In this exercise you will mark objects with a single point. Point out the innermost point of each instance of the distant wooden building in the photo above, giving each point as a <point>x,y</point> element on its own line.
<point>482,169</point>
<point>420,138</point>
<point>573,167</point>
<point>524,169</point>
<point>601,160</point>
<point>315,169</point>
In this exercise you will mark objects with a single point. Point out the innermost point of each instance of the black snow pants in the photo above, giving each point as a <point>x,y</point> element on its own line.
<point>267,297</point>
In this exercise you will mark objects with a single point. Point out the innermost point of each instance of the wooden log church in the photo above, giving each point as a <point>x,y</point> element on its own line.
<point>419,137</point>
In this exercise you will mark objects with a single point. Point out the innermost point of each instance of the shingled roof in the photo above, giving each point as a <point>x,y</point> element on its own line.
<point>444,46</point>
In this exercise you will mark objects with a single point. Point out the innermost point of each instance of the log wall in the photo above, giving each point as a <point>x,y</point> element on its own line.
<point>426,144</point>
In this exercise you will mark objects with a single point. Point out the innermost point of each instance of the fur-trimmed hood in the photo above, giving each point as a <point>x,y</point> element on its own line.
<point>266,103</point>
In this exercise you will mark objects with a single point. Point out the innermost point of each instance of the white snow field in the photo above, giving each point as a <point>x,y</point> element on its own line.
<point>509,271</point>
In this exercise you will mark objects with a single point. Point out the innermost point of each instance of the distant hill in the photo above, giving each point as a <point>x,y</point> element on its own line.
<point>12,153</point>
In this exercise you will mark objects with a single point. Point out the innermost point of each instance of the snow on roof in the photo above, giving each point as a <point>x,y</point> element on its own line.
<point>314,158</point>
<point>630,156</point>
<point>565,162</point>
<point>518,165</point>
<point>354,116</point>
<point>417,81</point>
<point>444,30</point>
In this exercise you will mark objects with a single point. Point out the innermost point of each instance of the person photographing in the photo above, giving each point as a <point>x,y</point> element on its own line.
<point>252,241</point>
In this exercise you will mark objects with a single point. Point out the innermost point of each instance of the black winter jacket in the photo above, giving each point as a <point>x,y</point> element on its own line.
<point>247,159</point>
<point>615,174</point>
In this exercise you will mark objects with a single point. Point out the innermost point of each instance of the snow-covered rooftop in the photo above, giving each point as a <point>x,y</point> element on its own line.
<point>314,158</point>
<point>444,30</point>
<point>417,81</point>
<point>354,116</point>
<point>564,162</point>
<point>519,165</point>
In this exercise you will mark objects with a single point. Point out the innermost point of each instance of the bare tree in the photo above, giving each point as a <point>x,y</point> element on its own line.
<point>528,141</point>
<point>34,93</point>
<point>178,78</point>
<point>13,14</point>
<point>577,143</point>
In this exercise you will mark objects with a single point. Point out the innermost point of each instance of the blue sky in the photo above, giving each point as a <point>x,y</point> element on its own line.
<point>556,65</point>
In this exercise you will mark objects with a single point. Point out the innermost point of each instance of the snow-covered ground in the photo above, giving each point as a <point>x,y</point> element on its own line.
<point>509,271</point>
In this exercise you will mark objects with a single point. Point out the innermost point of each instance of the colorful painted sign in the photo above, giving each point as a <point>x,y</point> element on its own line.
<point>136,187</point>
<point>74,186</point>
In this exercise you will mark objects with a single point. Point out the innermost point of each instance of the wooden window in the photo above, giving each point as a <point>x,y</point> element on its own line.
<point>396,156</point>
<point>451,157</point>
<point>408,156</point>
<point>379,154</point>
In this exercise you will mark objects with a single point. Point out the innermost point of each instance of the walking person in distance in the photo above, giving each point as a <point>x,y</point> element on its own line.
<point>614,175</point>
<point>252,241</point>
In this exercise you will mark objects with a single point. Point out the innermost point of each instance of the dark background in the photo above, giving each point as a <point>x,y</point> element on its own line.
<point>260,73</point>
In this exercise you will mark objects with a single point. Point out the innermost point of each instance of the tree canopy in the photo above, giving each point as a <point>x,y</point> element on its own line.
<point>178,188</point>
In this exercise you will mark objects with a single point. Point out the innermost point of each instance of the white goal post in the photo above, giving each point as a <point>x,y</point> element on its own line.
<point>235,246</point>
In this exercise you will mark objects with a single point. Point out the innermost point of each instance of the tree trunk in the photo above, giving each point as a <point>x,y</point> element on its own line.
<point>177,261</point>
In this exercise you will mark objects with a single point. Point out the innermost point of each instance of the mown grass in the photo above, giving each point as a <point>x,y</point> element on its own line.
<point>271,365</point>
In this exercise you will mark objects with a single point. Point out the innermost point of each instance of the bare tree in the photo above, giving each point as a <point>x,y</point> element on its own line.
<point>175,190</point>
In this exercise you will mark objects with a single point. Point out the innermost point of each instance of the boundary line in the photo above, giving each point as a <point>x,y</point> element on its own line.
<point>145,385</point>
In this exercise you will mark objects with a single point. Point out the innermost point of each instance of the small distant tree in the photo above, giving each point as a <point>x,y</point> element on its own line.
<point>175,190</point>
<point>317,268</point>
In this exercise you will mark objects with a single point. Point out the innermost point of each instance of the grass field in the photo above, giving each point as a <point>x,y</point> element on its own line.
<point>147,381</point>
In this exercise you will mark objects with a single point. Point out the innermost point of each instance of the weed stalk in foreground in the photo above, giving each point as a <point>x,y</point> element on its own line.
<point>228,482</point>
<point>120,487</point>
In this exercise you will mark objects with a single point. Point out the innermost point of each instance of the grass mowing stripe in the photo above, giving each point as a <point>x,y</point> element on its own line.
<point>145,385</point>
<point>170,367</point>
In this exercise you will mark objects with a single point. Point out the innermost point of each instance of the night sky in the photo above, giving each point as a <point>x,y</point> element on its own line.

------------------------------------------------------------

Every single line of the listing must be retyped exactly.

## Completed exercise
In this exercise you will mark objects with a single point. Point out the innermost point of each instance of the distant wooden building in the photo above, giving each point as a <point>x,y</point> element on its own line.
<point>482,169</point>
<point>420,138</point>
<point>573,167</point>
<point>524,169</point>
<point>601,160</point>
<point>315,169</point>
In this exercise you will mark objects with a single point. Point out the innermost point of each instance of the black snow pants in the photo above, giving each point as a <point>x,y</point> element on its own line.
<point>267,297</point>
In this exercise you will mark objects with a single point. Point out the innermost point of each instance of the wooden log church in the photo above, giving each point as a <point>x,y</point> element on its own line.
<point>419,137</point>
In this exercise you will mark objects with a single point. Point out the innermost point of each instance of the shingled roof in the photo above, giving each point as a <point>x,y</point> element on its own line.
<point>444,46</point>
In this exercise you will mark objects with a single point. Point out the innermost point of each instance of the log wall in the photo above, giving each point as a <point>x,y</point> element on its own line.
<point>426,144</point>
In this exercise you will mark objects with a single point. Point out the innermost point of each instance of the fur-trimmed hood in the photo above, giving each point as a <point>x,y</point> element on its own line.
<point>266,103</point>
In this exercise you will mark objects with a single point. Point out the innermost point of each instance of the white snow field in the photo above, giving each point as a <point>x,y</point> element on its own line.
<point>509,271</point>
In this exercise you will mark objects with a single point. Point out the innermost point of each instance of the distant hill in the photo above, giving each point as a <point>x,y</point> element on its own line.
<point>12,153</point>
In this exercise you will mark objects with a single point. Point out the innermost point of each instance of the snow on roof in the photo above, giving each point as a <point>x,y</point> element on its own line.
<point>314,158</point>
<point>630,156</point>
<point>565,162</point>
<point>518,165</point>
<point>354,116</point>
<point>417,81</point>
<point>444,30</point>
In this exercise you will mark objects with a single point. Point out the innermost point of each instance of the person photographing in the photo above, giving each point as a <point>x,y</point> element on its own line.
<point>252,241</point>
In this exercise you will mark objects with a single point. Point out the innermost point of each instance of the black winter jacket in the photo above, giving each point as a <point>x,y</point> element on its own line.
<point>247,159</point>
<point>615,174</point>
In this exercise you will mark objects with a single point. Point out the innermost point of each instance of the snow-covered rooftop in the photo above, giving each point as a <point>x,y</point> element on its own line.
<point>314,158</point>
<point>444,30</point>
<point>417,81</point>
<point>354,116</point>
<point>564,162</point>
<point>519,165</point>
In this exercise you will mark objects with a single point. Point out the innermost point of each instance of the bare tree in the photo above, giving each point as a <point>x,y</point> element on its own line.
<point>528,141</point>
<point>34,93</point>
<point>178,78</point>
<point>13,14</point>
<point>577,143</point>
In this exercise you will mark objects with a single point. Point out the innermost point of each instance of the blue sky in the photo above, giving each point as a <point>x,y</point> element on its own line.
<point>556,65</point>
In this exercise you will mark objects with a single point. Point out the innermost point of each instance of the snow-covered ground in the photo above, giving each point as a <point>x,y</point> element on its own line.
<point>509,271</point>
In this exercise you will mark objects with a single point. Point out the innermost point of each instance of the colorful painted sign in the photo above, giving each point as a <point>x,y</point> element on its own line.
<point>136,187</point>
<point>74,186</point>
In this exercise you will mark objects with a single point. Point out the innermost point of each instance of the wooden window in the photo above, giving each point as a <point>x,y</point> element on its own line.
<point>396,156</point>
<point>451,157</point>
<point>408,156</point>
<point>379,154</point>
In this exercise you will mark objects with a single point. Point out the innermost point of each instance of the walking person in distance in the photo above, giving each point as a <point>x,y</point> element on its own line.
<point>614,175</point>
<point>252,241</point>
In this exercise you will mark objects with a single point. Point out the innermost point of each instance of the dark background in the photo above, giving each point as a <point>x,y</point> element on its own line.
<point>260,73</point>
In this exercise you will mark objects with a single point. Point out the innermost point of each instance of the tree canopy in the photo above, giving each point as a <point>x,y</point> element on its own line.
<point>178,188</point>
In this exercise you will mark objects with a single point. Point out the innermost point of each instance of the white goal post in the photo above, giving each point as a <point>x,y</point> element on its own line.
<point>235,246</point>
In this exercise you will mark objects with a single point. Point out the innermost point of each instance of the tree trunk in the photo above, giving each point as a <point>x,y</point> element on its own line.
<point>177,261</point>
In this exercise you will mark objects with a single point. Point out the innermost point of each instance of the mown grass in the photo above, giving each point as a <point>x,y</point> element on its own line.
<point>271,365</point>
In this exercise you will mark objects with a single point. Point out the innermost point of each instance of the bare tree in the photo above, giving each point as a <point>x,y</point> element on its own line.
<point>175,190</point>
In this exercise you will mark objects with a single point. Point out the innermost point of each instance of the boundary line in the photo above, giving each point as a <point>x,y</point> element on its own line.
<point>145,385</point>
In this exercise you will mark objects with a single point. Point out the innermost point of each instance of the small distant tree in the photo above, giving each point as a <point>x,y</point> element on its own line.
<point>175,190</point>
<point>317,268</point>
In this exercise you will mark objects with a single point. Point out the innermost point of each instance of the grass field in the photo above, giving each point as a <point>x,y</point> element on its own line.
<point>147,381</point>
In this exercise you will mark objects with a single point. Point out the innermost point of each instance of the weed stalk in foreground in the photo above, giving each point as a <point>x,y</point> element on its own line.
<point>228,482</point>
<point>120,487</point>
In this exercise you will mark objects with a single point. Point out the innermost point of each instance of the grass mowing stripe in the photo above, giving each point as a <point>x,y</point> element on its own line.
<point>145,385</point>
<point>170,367</point>
In this exercise you will mark objects with a single point. Point out the innermost point of each instance of the night sky in the photo above, giving each point as a <point>x,y</point> element on its own line.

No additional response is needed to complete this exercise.